§ SOURCE EXCERPT:
>>>

Confidence Levels
Understanding HIGH, MEDIUM, and LOW confidence scores in jnkn.
Current Design
Every cross-domain edge in jnkn's dependency graph carries a confidence score between 0.0 and 1.0. This score reflects how certain jnkn is that the relationship is real, not a false positive. The confidence system is designed around a core principle: every match must be explainable.
Confidence Tiers
| Level | Score Range | Meaning | Example |
|---|---|---|---|
| HIGH | 0.80 - 1.00 | Strong evidence of relationship | Exact/normalized name match |
| MEDIUM | 0.50 - 0.79 | Likely related, some uncertainty | 3+ significant token overlap |
| LOW | 0.00 - 0.49 | Weak evidence, may be false positive | Single token match with penalties |
The default minimum threshold is 0.5, meaning only MEDIUM and HIGH confidence matches create edges.
Signal-Based Scoring
Confidence is built from signals—evidence that two artifacts are related:
class ConfidenceSignal(StrEnum):
EXACT_MATCH = "exact_match" # "db_host" == "db_host"
NORMALIZED_MATCH = "normalized_match" # "DB_HOST" == "db_host" after normalization
TOKEN_OVERLAP_HIGH = "token_overlap_high" # 3+ significant tokens shared
TOKEN_OVERLAP_MEDIUM = "token_overlap_medium" # 2 significant tokens shared
SUFFIX_MATCH = "suffix_match" # target ends with source
PREFIX_MATCH = "prefix_match" # target starts with source
CONTAINS = "contains" # target contains source (weak)
SINGLE_TOKEN = "single_token" # Only 1 token match (weakest)

<<<

§ LIST OF TASKS:
1) From the jnkn confidence page, transcribe the stretch from "Current Design" through "matches create edges.".
2) Condense the paragraph of the jnkn confidence page that begins "Every cross-domain edge in jnkn's dependency graph" into a shorter version that keeps its main facts.

§ INFORMATION PROVIDED:
>>>

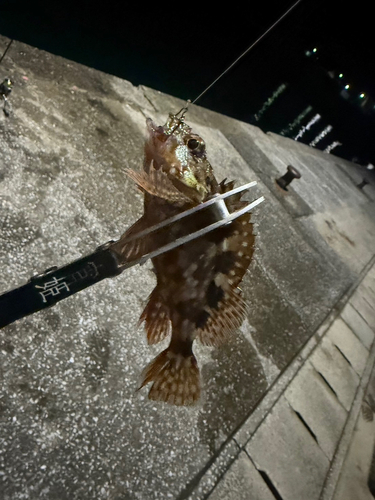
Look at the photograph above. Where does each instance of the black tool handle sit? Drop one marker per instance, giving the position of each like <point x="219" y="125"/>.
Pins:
<point x="55" y="284"/>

<<<

§ TASK-BY-TASK SOLUTIONS:
1)
Current Design
Every cross-domain edge in jnkn's dependency graph carries a confidence score between 0.0 and 1.0. This score reflects how certain jnkn is that the relationship is real, not a false positive. The confidence system is designed around a core principle: every match must be explainable.
Confidence Tiers
| Level | Score Range | Meaning | Example |
|---|---|---|---|
| HIGH | 0.80 - 1.00 | Strong evidence of relationship | Exact/normalized name match |
| MEDIUM | 0.50 - 0.79 | Likely related, some uncertainty | 3+ significant token overlap |
| LOW | 0.00 - 0.49 | Weak evidence, may be false positive | Single token match with penalties |
The default minimum threshold is 0.5, meaning only MEDIUM and HIGH confidence matches create edges.

2) Each cross-domain edge in jnkn's dependency graph has a 0.0–1.0 confidence score showing how sure jnkn is that the relationship is real and not a false positive. The system rests on one principle: every match must be explainable.